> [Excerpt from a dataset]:
'''

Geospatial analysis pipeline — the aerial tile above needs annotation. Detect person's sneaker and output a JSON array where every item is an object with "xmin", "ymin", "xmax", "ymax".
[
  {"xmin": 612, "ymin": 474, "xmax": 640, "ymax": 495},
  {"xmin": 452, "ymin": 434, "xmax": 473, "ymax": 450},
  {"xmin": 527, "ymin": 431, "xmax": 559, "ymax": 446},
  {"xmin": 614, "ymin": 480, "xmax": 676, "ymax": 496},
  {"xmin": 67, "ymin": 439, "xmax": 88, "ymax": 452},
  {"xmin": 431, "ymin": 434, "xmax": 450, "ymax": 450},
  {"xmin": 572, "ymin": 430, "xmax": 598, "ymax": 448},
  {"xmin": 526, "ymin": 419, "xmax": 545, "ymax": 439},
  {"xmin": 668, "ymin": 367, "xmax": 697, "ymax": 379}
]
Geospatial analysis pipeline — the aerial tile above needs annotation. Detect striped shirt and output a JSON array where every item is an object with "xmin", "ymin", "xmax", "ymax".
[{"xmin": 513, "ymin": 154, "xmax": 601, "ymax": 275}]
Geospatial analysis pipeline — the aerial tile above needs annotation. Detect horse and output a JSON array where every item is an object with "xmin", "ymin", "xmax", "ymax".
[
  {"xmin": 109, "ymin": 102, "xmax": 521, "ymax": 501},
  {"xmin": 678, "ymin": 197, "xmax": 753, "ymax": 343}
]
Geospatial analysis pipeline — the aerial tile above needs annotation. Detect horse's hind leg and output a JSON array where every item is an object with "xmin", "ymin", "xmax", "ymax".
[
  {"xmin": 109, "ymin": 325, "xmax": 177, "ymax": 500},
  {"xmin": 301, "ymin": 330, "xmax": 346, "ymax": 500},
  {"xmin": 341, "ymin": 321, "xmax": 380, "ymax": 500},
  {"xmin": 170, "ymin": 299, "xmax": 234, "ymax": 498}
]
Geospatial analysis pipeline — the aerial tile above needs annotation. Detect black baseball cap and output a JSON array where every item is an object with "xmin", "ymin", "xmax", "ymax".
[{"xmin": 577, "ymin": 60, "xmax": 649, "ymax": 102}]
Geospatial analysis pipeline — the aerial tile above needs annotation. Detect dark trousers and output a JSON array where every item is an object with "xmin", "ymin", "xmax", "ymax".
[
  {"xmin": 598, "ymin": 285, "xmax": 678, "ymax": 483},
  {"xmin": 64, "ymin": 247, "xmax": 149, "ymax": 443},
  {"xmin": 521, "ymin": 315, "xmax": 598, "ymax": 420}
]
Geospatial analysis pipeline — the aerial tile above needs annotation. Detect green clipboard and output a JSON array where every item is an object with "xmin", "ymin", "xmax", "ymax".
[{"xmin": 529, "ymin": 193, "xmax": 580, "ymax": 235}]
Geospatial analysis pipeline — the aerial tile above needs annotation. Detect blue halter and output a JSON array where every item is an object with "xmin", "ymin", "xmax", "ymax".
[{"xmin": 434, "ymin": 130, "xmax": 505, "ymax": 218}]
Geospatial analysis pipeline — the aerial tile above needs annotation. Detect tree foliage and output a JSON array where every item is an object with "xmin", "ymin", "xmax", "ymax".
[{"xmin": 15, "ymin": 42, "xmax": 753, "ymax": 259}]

'''

> [Exercise details]:
Reproduce the records above verbatim, starting at the line containing "annotation. Detect tree" and continuing through the end of the records.

> [The result]:
Geospatial analysis pipeline — the aerial tile above needs annotation. Detect tree foliage and output a JSON array where every item is an object with "xmin", "ymin", "xmax", "ymax".
[{"xmin": 15, "ymin": 42, "xmax": 753, "ymax": 259}]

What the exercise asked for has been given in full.